Saved data entries
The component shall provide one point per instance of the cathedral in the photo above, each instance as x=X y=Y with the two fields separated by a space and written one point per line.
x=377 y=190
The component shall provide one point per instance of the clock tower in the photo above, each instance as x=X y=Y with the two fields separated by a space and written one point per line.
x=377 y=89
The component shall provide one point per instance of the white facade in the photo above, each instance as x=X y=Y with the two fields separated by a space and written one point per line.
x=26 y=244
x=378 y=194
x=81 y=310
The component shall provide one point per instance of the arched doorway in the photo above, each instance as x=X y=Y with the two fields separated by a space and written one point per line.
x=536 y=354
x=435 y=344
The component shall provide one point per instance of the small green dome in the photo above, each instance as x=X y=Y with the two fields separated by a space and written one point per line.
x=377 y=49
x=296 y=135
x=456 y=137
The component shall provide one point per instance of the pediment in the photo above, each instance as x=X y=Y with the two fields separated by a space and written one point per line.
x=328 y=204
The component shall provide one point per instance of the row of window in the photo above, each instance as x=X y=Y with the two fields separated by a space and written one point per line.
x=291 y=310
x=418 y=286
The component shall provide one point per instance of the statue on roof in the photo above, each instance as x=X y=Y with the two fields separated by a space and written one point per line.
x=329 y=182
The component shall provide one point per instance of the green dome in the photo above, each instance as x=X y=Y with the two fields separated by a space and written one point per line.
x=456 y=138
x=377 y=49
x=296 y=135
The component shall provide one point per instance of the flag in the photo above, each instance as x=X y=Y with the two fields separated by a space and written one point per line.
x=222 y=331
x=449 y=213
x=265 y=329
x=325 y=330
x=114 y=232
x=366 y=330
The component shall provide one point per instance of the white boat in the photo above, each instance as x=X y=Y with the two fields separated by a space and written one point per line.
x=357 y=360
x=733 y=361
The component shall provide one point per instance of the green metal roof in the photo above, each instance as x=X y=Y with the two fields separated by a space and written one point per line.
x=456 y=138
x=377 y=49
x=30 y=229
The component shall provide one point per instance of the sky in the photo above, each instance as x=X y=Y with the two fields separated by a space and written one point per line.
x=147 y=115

Task details
The exact wording of every entry above should be written out again.

Written response
The component shall provide one point per instance of the cathedral in the photo above, each instance as x=X y=Y with the two fields separated by a space and written one point per line.
x=377 y=190
The component shall provide one point per instance of the clock tower in the photo above, each instance as x=X y=Y with the two fields separated by a space and written one point per line.
x=377 y=89
The component shall provide one point per instance of the white facade in the photo above, each instance as x=X y=Y with the two fields separated by a space and written one point per line.
x=26 y=244
x=378 y=194
x=81 y=310
The component shall provide one point per instance of the arched doorway in the photo above, each instance as x=X y=Y with the two fields separated by a space and written one point per line.
x=536 y=354
x=435 y=344
The component shall provide one point per instance of the small green dome in the photo above, each instance as x=X y=Y with the two fields separated by a space and written one point per line.
x=377 y=49
x=296 y=135
x=456 y=137
The component shall provide one point per instance of the pediment in the photo above, each instance as x=X y=Y with the two fields separated by a space and written one point per line.
x=328 y=204
The component shall provide one point per instance of the row of window in the photo above, each instance as x=X y=Y with the two fields separated by a space and written one point per line.
x=291 y=310
x=418 y=286
The component shall provide one point per instance of the statue on roof in the photo above, each instance as x=X y=Y with the two fields separated by a space and written one point per line.
x=329 y=182
The component shall provide one point per instance of the green dome in the photo above, each instance as x=X y=Y with the two fields separated by a space and written one point per line.
x=456 y=138
x=377 y=49
x=296 y=135
The component shall provide one point per instance of the flag in the photo above, each instance as x=X y=Y with the two fields separated by a space and written one point per line.
x=222 y=331
x=449 y=213
x=265 y=329
x=325 y=330
x=114 y=232
x=366 y=330
The component shall provide one point per instance of the white boat in the photo above, each instance as x=X y=Y with the two fields separated by a space and written one point per line.
x=357 y=360
x=733 y=361
The component shall provide one point per instance of the green metal roof in the photo above, each instance as x=X y=Y with the two fields separated by a space and written one point per line.
x=456 y=138
x=377 y=49
x=30 y=229
The component shall provide one point per instance of the sky in the photo above, each instance as x=X y=Y with the two fields separated by a space and written one point per line.
x=147 y=115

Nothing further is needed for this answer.